Ontology Matching based on Multi-Aspect Consensus Clustering of

Communities

André Ippolito and Jorge Rady de Almeida Júnior

Computer and Digital Systems Department, Polytechnic School of University of São Paulo,

Avenida Professor Luciano Gualberto, n.º 158, São Paulo, Brazil

Keywords: Ontology Matching, Aspect, Consensus Clustering, Bayesian Cluster Ensembles, Community Detection.

Abstract: With the increase in the number of existing ontologies, ontology integration becomes a challenging task. A

fundamental step in ontology integration is ontology matching, which is the process of finding

correspondences between elements of different ontologies. For large-scale ontology matching, some authors

developed a divide-and-conquer strategy, which partitions ontologies, clusters similar partitions and restricts

the matching process to ontology elements of similar partitions. Works related to this strategy considered only

a single ontology aspect for clustering. In this paper, we proposed a solution for ontology matching based on

Bayesian Cluster Ensembles (BCE) of multiple aspects of ontology partitions. We partition ontologies

applying Community Detection techniques. We believe that BCE of multiple aspects of ontology partitions

can provide an ontology clustering that is more precise than the clustering of a single aspect. This can result

in a more precise matching.

========

List of tasks:
- a) Set down the ontology matching abstract from "applying Community Detection" up to and including "more precise matching.", word for word.
- b) In the ontology matching abstract, why do the authors base their solution on Bayesian Cluster Ensembles of multiple aspects of ontology partitions? Answer in one to three sentences.

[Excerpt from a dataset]
========

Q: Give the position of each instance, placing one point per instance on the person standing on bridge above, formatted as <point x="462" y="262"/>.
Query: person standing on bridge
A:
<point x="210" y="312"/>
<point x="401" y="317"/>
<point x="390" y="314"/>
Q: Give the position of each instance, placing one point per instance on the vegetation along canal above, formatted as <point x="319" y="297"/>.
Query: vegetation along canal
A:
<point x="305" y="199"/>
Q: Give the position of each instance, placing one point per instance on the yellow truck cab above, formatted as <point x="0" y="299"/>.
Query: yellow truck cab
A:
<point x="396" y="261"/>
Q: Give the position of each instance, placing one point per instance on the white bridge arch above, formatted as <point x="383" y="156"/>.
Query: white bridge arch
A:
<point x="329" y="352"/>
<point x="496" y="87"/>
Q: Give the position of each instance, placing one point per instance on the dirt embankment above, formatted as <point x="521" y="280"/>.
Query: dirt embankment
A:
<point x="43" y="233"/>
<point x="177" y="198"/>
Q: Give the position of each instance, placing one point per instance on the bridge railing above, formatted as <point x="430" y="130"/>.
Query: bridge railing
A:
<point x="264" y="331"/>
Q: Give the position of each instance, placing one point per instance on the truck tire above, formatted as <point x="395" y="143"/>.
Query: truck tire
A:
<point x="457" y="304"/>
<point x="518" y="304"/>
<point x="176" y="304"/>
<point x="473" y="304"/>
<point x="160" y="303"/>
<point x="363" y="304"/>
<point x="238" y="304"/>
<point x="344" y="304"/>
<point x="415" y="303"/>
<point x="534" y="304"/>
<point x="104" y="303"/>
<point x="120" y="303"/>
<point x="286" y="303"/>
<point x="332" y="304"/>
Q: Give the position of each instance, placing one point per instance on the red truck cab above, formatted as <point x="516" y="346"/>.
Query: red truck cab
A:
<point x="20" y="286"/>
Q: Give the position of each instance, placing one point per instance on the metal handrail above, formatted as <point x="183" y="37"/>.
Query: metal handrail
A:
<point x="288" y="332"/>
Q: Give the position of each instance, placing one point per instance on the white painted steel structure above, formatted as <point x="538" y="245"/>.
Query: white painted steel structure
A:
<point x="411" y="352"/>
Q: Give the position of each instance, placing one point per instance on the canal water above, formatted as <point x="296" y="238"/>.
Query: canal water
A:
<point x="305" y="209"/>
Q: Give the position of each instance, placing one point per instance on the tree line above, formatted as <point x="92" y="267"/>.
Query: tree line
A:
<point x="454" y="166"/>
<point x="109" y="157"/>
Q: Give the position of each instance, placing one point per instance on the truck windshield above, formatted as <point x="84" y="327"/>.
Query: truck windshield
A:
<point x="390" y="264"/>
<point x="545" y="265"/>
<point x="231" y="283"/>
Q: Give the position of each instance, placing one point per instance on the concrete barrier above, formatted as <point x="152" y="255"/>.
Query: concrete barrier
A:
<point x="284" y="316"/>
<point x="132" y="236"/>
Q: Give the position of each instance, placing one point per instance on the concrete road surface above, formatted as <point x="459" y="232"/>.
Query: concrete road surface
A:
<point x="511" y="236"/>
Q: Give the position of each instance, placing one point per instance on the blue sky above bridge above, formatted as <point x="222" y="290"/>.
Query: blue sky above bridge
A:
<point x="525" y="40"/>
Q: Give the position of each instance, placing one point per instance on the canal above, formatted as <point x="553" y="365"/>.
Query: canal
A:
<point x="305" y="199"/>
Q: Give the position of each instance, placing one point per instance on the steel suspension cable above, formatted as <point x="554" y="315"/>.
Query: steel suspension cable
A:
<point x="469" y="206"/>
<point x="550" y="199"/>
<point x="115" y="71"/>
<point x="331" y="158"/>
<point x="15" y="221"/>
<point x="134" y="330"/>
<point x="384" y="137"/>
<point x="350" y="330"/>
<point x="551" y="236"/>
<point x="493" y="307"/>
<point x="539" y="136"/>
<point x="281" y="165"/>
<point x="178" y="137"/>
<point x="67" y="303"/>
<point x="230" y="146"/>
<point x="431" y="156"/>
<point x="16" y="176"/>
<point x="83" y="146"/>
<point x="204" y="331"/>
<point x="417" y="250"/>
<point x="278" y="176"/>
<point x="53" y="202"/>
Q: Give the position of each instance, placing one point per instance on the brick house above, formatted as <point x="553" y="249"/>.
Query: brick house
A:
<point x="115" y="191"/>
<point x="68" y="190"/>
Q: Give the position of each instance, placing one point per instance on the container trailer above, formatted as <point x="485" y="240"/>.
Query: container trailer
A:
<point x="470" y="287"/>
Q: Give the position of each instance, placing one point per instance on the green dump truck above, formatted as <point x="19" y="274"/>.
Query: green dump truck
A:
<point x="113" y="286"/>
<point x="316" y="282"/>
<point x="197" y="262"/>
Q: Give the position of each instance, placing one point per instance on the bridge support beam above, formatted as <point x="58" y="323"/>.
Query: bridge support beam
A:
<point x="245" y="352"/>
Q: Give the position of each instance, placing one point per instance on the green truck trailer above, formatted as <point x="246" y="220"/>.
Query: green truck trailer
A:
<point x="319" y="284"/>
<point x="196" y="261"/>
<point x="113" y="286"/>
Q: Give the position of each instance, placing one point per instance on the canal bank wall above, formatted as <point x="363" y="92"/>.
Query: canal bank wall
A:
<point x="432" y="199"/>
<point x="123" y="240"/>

========

Task-by-task answers:
- a)
applying Community Detection techniques. We believe that BCE of multiple aspects of ontology partitions

can provide an ontology clustering that is more precise than the clustering of a single aspect. This can result

in a more precise matching.

- b) The authors believe that Bayesian Cluster Ensembles of multiple aspects of ontology partitions can give a more precise ontology clustering than clustering a single aspect, which is all that related work considered. A more precise clustering can, in turn, result in more precise matching.